Instructions for the task =>
Please return every line of the data below that contains the string "tree".

Given records =>
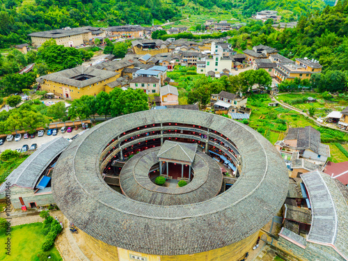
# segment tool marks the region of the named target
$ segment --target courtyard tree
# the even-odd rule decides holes
[[[17,107],[21,102],[22,97],[19,95],[12,95],[6,100],[6,104],[10,107]]]
[[[64,102],[59,102],[47,108],[47,116],[55,119],[66,120],[66,108]]]

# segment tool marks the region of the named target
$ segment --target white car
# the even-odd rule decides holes
[[[38,132],[38,137],[42,137],[43,136],[45,131],[43,129],[41,129]]]
[[[15,141],[19,141],[22,139],[22,134],[19,133],[19,134],[17,134],[16,136],[15,136]]]

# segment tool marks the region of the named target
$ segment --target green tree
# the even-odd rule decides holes
[[[49,117],[65,121],[67,120],[65,103],[64,102],[59,102],[49,106],[47,108],[47,113]]]
[[[95,45],[100,45],[100,39],[99,39],[99,38],[95,38],[95,39],[94,40],[94,44],[95,44]]]
[[[309,115],[310,115],[310,116],[314,116],[314,114],[315,113],[315,107],[310,107],[310,108],[308,109],[308,112],[309,112]]]
[[[161,39],[161,36],[166,35],[167,33],[164,30],[156,30],[151,33],[152,39]]]
[[[43,45],[45,46],[45,43]],[[72,68],[82,64],[78,49],[58,45],[55,42],[49,42],[47,45],[39,48],[38,56],[39,62],[46,63],[50,72]]]
[[[110,113],[110,99],[109,95],[104,91],[99,93],[95,97],[95,106],[99,115],[106,115]]]
[[[10,107],[17,107],[21,102],[22,97],[19,95],[12,95],[6,100],[6,104]]]
[[[164,177],[159,176],[155,180],[155,184],[159,186],[162,186],[164,183],[166,183],[166,178]]]

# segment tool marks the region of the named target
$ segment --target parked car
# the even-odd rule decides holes
[[[35,150],[37,148],[38,148],[38,144],[36,144],[36,143],[31,144],[31,146],[30,146],[29,150]]]
[[[26,144],[24,145],[23,147],[22,147],[22,152],[25,152],[29,150],[29,146],[28,146]]]
[[[19,141],[22,139],[22,134],[19,133],[19,134],[17,134],[16,136],[15,136],[15,141]]]
[[[38,137],[42,137],[43,136],[45,131],[43,129],[41,129],[38,132]]]

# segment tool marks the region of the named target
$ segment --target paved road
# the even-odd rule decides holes
[[[22,148],[24,145],[28,145],[30,148],[31,144],[36,143],[38,144],[38,148],[41,146],[42,144],[46,143],[56,137],[63,136],[64,138],[72,138],[76,134],[80,133],[84,129],[81,127],[79,127],[77,130],[74,129],[70,133],[64,133],[62,134],[61,130],[59,129],[56,136],[48,136],[47,135],[47,130],[45,131],[44,136],[42,137],[38,137],[37,134],[35,135],[35,138],[33,139],[23,139],[23,134],[22,135],[22,139],[19,141],[15,141],[15,138],[12,141],[5,141],[3,145],[0,146],[0,152],[3,152],[5,150],[15,150],[17,148]]]
[[[274,96],[271,97],[272,98],[272,101],[274,102],[278,102],[279,104],[281,104],[281,106],[283,106],[283,107],[285,107],[285,108],[287,108],[290,110],[293,110],[293,111],[297,111],[298,113],[299,113],[300,114],[302,114],[303,116],[306,116],[306,117],[308,117],[311,120],[313,120],[314,121],[314,123],[315,123],[317,125],[319,125],[319,126],[322,126],[322,127],[326,127],[327,128],[330,128],[330,129],[335,129],[335,130],[339,130],[342,132],[345,132],[345,133],[348,133],[348,131],[346,131],[346,130],[344,130],[344,129],[338,129],[338,128],[335,128],[334,127],[331,127],[331,126],[328,126],[326,125],[326,124],[322,124],[322,123],[320,123],[319,122],[318,122],[316,118],[313,118],[313,117],[311,117],[308,114],[307,114],[306,113],[302,111],[302,110],[300,110],[297,108],[295,108],[291,105],[289,105],[287,103],[284,103],[284,102],[280,102],[279,100],[276,100]]]

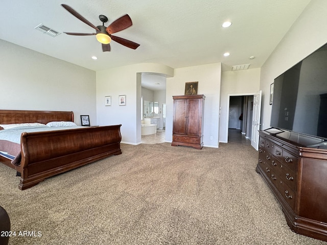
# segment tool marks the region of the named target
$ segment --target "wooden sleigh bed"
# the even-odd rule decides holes
[[[0,110],[0,124],[74,121],[72,111]],[[20,173],[18,188],[29,188],[44,179],[113,155],[122,154],[121,125],[23,133],[20,164],[0,156],[0,162]],[[1,151],[1,149],[0,149]]]

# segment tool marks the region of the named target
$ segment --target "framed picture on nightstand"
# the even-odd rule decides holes
[[[88,115],[81,115],[81,122],[82,126],[90,126],[90,117]]]

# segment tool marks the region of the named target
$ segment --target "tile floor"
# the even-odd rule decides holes
[[[164,129],[158,129],[156,134],[142,136],[141,143],[142,144],[162,143],[165,142],[165,134],[166,131]],[[241,130],[238,129],[228,129],[228,142],[251,144],[251,140],[246,138],[244,135],[241,133]]]
[[[245,138],[239,129],[228,129],[228,142],[251,144],[251,140]]]
[[[143,135],[141,138],[142,144],[157,144],[165,142],[165,133],[164,129],[157,129],[157,133],[149,135]]]

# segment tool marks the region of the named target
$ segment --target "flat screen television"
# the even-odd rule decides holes
[[[327,43],[274,79],[270,127],[327,141]]]

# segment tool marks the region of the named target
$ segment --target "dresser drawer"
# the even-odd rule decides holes
[[[195,136],[173,135],[173,141],[191,144],[200,144],[200,138]]]
[[[275,186],[278,191],[293,210],[295,208],[295,192],[283,181],[278,181]]]
[[[282,154],[282,161],[287,167],[296,172],[297,168],[298,157],[291,154],[287,151],[283,151]]]
[[[294,191],[296,190],[296,182],[297,178],[296,174],[291,170],[285,165],[281,165],[281,169],[282,170],[279,176],[284,183],[286,184],[292,190]]]

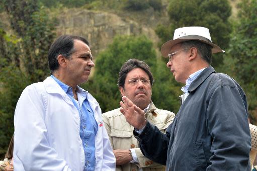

The response =>
$ segment --target courtyard tree
$ segment --target green tree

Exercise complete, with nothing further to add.